**EXERCISE OBJECTIVE:** Starting at the top of the entries below, write out each line up to and including the one containing "compact shape [534,340].". Leave the pictures out.

**EXERCISE DATA:**

========

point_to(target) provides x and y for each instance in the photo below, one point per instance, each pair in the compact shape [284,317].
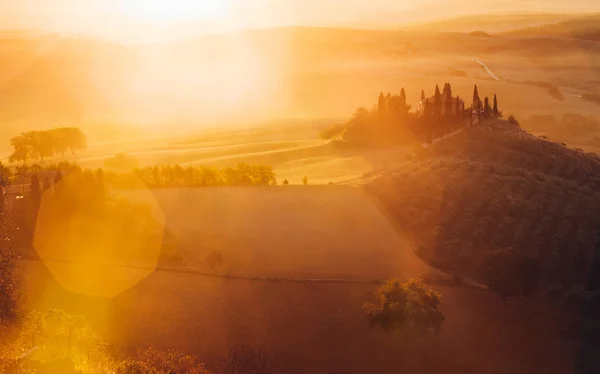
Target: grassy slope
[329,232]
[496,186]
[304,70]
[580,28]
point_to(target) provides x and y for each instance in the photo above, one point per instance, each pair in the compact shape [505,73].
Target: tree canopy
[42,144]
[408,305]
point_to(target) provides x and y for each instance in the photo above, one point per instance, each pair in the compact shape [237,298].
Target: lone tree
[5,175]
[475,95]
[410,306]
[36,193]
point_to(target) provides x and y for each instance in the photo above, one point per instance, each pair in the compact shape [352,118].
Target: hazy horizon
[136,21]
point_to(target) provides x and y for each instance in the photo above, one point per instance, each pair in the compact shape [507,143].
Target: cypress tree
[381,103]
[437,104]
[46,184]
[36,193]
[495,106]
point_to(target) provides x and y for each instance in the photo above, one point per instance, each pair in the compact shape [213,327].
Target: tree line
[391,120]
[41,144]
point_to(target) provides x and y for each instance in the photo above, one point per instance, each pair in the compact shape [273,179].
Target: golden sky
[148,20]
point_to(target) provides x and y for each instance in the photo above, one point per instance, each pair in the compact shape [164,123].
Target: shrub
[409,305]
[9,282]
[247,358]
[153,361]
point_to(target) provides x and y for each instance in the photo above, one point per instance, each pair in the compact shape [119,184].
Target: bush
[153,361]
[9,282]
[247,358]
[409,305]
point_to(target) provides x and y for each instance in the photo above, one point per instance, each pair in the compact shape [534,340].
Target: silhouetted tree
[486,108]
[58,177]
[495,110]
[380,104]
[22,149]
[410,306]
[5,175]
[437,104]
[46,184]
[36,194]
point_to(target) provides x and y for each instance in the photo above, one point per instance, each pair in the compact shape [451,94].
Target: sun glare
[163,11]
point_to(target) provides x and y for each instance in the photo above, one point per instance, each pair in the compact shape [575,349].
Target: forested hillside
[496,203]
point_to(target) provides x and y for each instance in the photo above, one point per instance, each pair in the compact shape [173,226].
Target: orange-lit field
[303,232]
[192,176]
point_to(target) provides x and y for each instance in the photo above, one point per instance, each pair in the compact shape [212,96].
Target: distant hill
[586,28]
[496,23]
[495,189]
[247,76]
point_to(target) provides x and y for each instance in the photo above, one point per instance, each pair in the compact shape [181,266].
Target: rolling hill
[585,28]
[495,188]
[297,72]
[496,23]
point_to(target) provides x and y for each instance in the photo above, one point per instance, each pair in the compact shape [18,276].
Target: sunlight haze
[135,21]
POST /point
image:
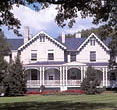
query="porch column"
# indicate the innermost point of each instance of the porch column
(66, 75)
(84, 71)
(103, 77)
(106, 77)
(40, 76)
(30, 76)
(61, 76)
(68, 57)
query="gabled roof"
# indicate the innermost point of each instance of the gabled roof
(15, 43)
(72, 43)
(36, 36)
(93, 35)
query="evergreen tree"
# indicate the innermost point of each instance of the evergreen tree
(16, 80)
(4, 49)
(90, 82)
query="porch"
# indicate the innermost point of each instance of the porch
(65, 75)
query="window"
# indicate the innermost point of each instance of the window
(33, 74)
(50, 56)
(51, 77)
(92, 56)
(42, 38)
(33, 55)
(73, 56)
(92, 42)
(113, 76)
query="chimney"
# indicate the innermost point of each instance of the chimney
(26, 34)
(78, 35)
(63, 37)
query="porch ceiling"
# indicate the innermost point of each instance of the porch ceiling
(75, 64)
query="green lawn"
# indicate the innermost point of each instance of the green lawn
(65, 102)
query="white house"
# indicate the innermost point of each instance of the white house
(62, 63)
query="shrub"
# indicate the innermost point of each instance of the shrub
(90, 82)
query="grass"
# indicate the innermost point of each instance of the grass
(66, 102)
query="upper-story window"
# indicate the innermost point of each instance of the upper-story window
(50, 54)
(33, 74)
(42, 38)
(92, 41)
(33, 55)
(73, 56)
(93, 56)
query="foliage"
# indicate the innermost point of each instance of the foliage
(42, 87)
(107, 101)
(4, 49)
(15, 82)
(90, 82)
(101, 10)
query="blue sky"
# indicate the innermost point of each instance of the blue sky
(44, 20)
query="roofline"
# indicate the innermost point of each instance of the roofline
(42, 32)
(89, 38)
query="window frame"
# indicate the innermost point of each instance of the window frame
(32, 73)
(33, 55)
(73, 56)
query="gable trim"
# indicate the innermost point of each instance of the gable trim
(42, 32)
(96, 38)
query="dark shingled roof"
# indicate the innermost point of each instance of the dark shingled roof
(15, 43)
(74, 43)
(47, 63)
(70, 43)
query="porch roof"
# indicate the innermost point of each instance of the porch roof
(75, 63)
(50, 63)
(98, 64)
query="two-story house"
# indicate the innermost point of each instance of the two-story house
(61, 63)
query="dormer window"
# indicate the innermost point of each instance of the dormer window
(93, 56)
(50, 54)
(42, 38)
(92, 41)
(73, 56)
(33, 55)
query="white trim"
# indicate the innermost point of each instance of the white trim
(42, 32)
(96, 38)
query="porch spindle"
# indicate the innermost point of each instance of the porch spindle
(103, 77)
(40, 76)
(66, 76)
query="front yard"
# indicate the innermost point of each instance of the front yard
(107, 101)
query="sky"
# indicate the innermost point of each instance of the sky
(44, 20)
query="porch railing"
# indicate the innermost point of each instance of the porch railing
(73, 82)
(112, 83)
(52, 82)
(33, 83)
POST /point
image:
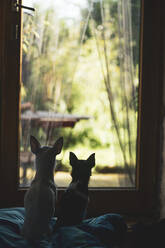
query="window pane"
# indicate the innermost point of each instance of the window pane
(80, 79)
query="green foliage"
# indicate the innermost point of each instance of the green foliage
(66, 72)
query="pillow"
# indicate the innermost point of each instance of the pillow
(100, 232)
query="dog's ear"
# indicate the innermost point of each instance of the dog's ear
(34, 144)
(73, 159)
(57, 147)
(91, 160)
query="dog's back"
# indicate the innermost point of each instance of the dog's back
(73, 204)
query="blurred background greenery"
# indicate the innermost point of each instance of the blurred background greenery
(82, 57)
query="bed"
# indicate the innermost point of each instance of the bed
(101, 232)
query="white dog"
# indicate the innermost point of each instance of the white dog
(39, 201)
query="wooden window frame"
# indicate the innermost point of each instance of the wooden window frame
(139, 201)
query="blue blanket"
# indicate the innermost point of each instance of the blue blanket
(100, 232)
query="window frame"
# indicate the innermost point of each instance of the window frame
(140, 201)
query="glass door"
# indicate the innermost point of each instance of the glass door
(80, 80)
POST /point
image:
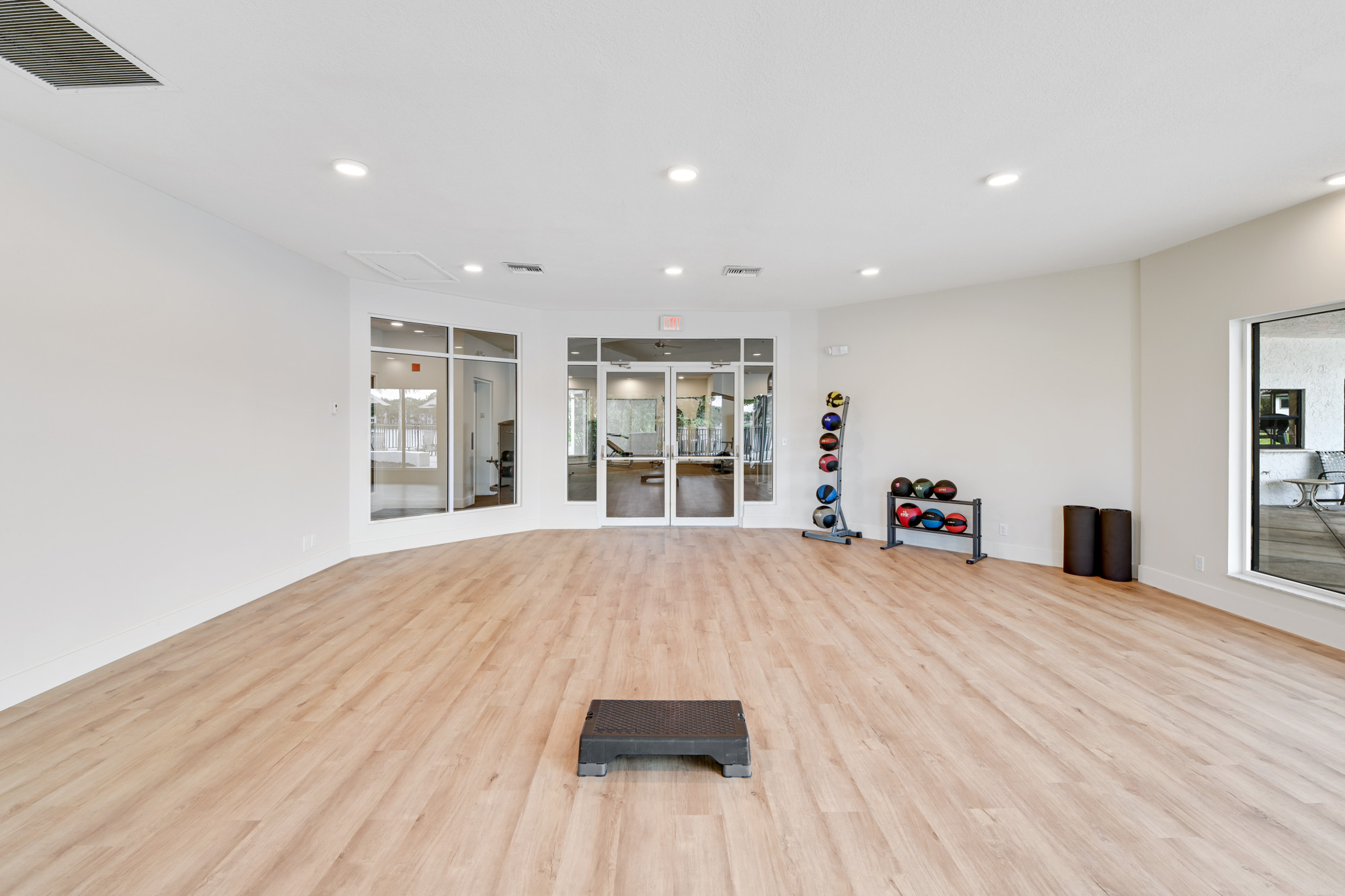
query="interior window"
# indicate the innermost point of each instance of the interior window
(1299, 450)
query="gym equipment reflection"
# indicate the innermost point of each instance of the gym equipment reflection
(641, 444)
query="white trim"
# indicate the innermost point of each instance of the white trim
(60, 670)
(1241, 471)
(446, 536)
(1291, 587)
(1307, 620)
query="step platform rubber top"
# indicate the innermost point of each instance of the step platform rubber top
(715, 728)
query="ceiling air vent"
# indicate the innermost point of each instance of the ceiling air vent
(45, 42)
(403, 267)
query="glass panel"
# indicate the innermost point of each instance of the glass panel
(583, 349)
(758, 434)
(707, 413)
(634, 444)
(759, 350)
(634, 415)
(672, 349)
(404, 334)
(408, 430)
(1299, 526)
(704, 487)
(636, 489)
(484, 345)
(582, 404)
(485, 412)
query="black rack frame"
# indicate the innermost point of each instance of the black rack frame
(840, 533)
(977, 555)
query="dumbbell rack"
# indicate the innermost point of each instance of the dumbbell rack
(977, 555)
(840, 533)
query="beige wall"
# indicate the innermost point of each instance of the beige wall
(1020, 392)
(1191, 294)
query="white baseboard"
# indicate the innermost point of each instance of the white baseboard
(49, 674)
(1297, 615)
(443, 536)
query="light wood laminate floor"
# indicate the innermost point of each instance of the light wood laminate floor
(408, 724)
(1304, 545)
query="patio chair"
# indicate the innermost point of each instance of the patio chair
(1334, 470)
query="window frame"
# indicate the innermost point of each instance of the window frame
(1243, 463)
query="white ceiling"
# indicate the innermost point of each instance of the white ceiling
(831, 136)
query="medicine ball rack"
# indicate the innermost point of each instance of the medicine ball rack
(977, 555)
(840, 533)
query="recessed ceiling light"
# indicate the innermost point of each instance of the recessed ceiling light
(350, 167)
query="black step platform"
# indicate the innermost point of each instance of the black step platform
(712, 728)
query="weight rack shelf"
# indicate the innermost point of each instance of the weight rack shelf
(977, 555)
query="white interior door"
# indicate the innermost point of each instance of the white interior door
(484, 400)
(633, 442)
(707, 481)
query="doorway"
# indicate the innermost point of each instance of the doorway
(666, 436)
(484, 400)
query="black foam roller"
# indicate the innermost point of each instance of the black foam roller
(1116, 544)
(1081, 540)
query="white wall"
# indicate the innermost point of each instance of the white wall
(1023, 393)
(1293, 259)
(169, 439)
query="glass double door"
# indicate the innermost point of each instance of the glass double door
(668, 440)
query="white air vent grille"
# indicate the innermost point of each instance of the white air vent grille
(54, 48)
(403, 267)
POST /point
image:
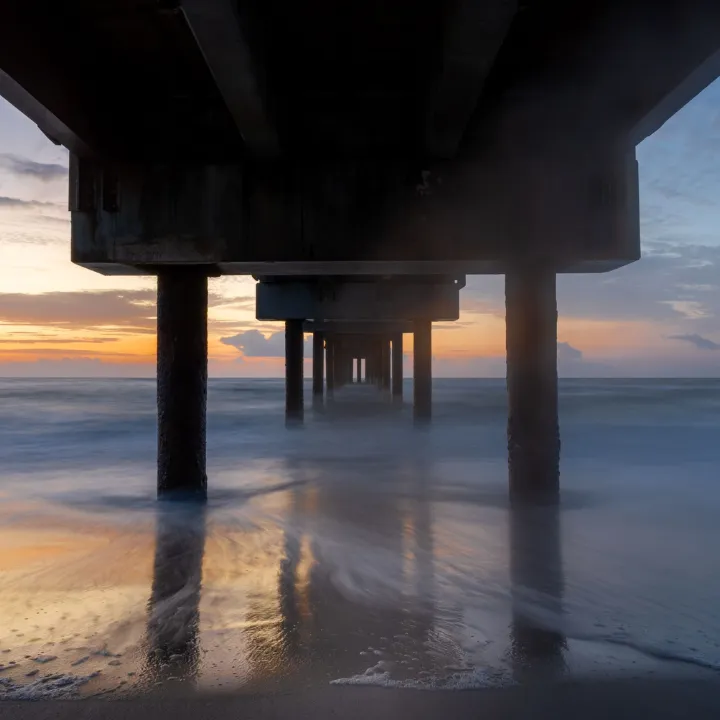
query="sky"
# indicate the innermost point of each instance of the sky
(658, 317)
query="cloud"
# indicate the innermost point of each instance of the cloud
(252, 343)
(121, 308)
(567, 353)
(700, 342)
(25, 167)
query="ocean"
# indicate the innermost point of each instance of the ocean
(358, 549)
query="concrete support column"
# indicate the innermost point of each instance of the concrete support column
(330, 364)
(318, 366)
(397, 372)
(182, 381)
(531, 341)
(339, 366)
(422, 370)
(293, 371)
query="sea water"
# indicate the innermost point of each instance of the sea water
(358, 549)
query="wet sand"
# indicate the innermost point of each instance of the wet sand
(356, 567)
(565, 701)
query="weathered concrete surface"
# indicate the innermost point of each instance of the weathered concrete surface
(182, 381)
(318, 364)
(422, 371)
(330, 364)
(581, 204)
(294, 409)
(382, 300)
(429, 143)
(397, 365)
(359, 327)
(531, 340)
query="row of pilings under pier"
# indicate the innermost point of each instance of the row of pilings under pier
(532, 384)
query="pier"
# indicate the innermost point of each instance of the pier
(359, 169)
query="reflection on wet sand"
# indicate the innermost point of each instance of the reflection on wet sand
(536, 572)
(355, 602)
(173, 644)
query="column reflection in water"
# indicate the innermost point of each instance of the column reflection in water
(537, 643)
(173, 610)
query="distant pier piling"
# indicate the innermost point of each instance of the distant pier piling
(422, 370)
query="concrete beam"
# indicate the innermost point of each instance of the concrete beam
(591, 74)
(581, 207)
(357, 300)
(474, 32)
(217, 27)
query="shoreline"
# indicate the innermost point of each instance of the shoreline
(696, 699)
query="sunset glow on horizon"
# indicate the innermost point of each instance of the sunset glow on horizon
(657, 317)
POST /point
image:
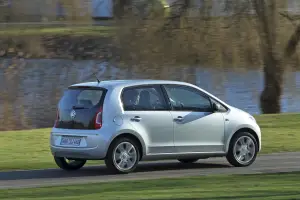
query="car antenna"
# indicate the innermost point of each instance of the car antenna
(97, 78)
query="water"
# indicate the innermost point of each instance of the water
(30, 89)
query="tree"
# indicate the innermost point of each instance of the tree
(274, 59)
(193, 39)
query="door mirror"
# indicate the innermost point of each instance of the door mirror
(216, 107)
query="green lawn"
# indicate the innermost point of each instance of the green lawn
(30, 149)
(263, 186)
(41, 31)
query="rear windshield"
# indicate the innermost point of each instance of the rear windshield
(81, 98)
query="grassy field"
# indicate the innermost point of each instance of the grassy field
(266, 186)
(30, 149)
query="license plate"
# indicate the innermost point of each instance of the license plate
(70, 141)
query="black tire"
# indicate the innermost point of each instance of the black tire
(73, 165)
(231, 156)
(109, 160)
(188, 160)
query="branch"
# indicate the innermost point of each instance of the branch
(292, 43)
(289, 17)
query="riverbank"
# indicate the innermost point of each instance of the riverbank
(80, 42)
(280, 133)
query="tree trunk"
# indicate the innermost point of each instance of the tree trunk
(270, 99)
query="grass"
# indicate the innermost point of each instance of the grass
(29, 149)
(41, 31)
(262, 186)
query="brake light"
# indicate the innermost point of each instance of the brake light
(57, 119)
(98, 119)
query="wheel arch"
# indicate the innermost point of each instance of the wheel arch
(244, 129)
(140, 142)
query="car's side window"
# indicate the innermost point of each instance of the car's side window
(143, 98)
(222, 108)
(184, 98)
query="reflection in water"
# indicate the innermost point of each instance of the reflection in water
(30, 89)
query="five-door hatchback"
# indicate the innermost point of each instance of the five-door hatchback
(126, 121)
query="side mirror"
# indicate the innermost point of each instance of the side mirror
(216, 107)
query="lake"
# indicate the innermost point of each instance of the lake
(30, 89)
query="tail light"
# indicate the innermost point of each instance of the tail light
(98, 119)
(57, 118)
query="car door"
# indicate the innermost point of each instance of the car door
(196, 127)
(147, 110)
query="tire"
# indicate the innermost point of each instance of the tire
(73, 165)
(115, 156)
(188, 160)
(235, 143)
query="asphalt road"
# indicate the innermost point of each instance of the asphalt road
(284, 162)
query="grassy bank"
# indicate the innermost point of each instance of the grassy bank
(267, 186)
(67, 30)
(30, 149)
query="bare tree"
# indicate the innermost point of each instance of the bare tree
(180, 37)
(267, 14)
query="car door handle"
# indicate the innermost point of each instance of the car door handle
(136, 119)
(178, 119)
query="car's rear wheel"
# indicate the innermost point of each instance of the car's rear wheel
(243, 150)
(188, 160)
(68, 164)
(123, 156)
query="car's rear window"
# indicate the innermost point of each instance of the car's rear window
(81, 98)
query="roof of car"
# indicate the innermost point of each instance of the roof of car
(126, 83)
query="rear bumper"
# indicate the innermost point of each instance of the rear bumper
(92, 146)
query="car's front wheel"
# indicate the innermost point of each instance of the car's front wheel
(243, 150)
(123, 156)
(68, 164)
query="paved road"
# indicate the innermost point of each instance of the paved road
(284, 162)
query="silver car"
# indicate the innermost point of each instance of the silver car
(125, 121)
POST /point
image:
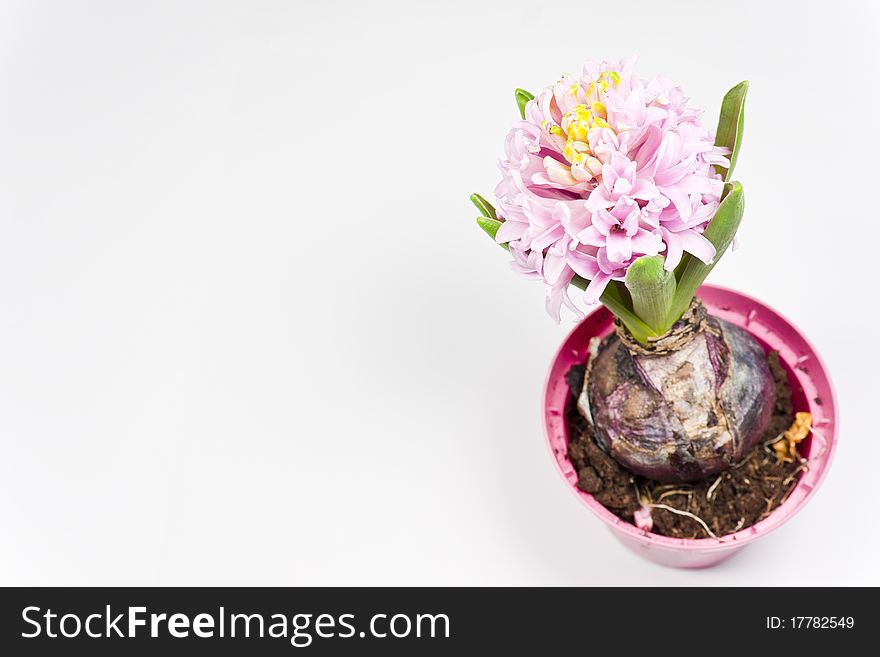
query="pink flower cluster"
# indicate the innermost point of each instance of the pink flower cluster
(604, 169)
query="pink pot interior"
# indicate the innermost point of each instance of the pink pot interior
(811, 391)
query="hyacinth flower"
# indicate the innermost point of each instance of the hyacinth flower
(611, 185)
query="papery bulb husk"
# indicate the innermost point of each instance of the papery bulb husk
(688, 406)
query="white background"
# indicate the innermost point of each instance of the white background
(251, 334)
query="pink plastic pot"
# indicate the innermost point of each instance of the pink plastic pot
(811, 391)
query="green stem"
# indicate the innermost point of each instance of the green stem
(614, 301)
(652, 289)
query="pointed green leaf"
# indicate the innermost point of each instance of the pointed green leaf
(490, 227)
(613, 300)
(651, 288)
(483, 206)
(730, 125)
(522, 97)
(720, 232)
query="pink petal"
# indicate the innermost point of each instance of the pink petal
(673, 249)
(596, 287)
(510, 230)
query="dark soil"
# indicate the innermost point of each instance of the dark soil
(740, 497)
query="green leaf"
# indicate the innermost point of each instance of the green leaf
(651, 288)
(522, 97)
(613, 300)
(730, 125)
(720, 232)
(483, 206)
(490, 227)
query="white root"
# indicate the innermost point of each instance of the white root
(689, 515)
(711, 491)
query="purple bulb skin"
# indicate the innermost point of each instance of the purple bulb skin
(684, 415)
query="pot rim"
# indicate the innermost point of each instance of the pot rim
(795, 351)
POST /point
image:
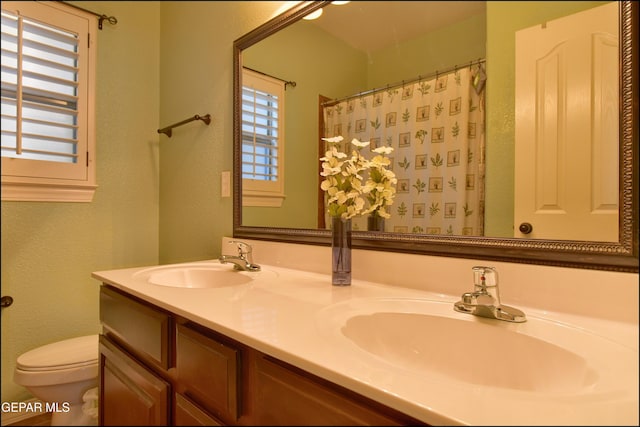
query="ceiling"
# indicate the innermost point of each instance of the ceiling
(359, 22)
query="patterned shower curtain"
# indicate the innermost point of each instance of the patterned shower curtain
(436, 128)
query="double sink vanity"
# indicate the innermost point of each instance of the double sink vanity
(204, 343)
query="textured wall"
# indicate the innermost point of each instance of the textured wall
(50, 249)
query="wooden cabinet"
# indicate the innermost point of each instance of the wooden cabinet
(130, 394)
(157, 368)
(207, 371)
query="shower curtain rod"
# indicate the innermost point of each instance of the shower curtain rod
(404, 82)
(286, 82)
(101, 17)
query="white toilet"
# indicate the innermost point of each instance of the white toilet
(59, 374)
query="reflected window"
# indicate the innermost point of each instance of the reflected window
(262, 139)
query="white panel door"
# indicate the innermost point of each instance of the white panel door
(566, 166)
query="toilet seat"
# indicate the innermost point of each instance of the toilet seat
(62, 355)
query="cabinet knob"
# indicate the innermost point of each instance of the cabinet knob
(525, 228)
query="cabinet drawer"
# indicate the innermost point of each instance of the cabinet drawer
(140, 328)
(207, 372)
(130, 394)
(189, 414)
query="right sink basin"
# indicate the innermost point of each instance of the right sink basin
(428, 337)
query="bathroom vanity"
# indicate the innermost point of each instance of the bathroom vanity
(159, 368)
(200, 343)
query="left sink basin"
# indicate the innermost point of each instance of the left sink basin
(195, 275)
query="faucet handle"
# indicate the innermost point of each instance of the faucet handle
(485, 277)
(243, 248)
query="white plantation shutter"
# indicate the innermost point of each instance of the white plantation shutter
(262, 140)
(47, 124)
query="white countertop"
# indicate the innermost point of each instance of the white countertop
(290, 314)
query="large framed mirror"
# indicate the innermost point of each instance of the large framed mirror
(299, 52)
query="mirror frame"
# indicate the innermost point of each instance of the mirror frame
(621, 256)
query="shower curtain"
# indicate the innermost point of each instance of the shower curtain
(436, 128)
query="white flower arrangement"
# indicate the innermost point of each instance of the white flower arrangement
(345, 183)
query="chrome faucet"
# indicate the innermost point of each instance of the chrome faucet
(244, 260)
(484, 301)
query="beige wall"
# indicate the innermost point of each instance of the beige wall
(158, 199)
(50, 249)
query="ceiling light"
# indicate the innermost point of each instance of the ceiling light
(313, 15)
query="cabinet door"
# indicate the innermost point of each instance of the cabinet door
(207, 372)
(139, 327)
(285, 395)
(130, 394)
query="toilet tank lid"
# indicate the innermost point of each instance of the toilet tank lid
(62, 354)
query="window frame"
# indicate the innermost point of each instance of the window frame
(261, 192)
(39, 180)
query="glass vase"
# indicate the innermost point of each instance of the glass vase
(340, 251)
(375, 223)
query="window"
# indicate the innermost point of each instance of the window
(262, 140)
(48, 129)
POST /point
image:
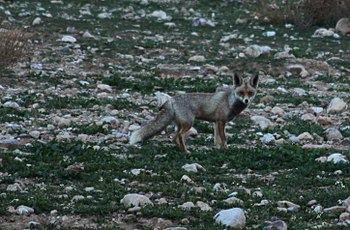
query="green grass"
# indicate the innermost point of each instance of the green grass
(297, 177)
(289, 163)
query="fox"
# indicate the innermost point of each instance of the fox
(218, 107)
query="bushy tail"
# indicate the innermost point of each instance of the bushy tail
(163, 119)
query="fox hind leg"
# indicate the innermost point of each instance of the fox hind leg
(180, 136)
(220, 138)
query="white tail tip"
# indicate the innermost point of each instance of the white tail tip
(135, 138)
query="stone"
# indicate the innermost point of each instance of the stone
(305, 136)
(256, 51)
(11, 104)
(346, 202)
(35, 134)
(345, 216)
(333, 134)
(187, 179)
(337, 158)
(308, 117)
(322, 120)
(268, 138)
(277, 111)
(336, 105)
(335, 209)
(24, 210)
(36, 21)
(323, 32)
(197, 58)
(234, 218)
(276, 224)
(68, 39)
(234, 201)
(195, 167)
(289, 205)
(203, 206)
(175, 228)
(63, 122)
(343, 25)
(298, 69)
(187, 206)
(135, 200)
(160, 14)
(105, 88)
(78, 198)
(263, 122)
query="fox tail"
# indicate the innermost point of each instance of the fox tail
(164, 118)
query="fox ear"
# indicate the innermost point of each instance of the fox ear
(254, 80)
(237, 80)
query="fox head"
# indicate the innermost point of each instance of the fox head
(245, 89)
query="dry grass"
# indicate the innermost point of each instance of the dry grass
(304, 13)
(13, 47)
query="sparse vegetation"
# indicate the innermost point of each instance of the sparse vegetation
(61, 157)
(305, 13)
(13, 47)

========

**TASK RESPONSE:**
point_to(target) provides x and y for each instance in the photo below, one point per instance, each pair in the compact shape [284,317].
Target: grassy slope
[329,232]
[496,186]
[304,70]
[580,28]
point_to(target) provides x and y for each instance in the photo above, one point per instance, each pair in the compact shape [505,73].
Target: tree canopy
[42,144]
[408,305]
point_to(target) provides x and y for each instance in the photo above, one point per instance, each pair in the compact shape [237,298].
Target: lone tree
[5,175]
[475,95]
[410,306]
[36,193]
point_to(target) provides x and y for each instance in the photo above, one point per instance, each pair in the compact shape [352,118].
Target: hazy horizon
[136,21]
point_to(target) provides x and y for each instance in the photo above, one point per instance, each pair in the compact shape [507,143].
Target: cypress tree
[381,103]
[437,104]
[46,184]
[36,193]
[495,106]
point_to(target) provides x and y for each instance in the photo above, one point per instance, each pair in the compact shape [213,327].
Target: tree line
[391,120]
[41,144]
point_to(target) provides x and y for each instance in the photo above, one point per instance, each pair in the compact shape [273,179].
Target: golden sky
[148,20]
point_to(target) provides x and y for each instance in the photo above, one point per instance, each pair in the compact shape [164,123].
Target: shrub
[409,305]
[9,282]
[247,358]
[153,361]
point_to(target) provides x and y for each instance in the photo above, one point per instance, each pair in the compact shape [119,184].
Target: bush
[153,361]
[9,282]
[247,358]
[409,305]
point_to(target) provides x and y for each instance in the photo above, one point per instance, each pair in the compact shape [534,340].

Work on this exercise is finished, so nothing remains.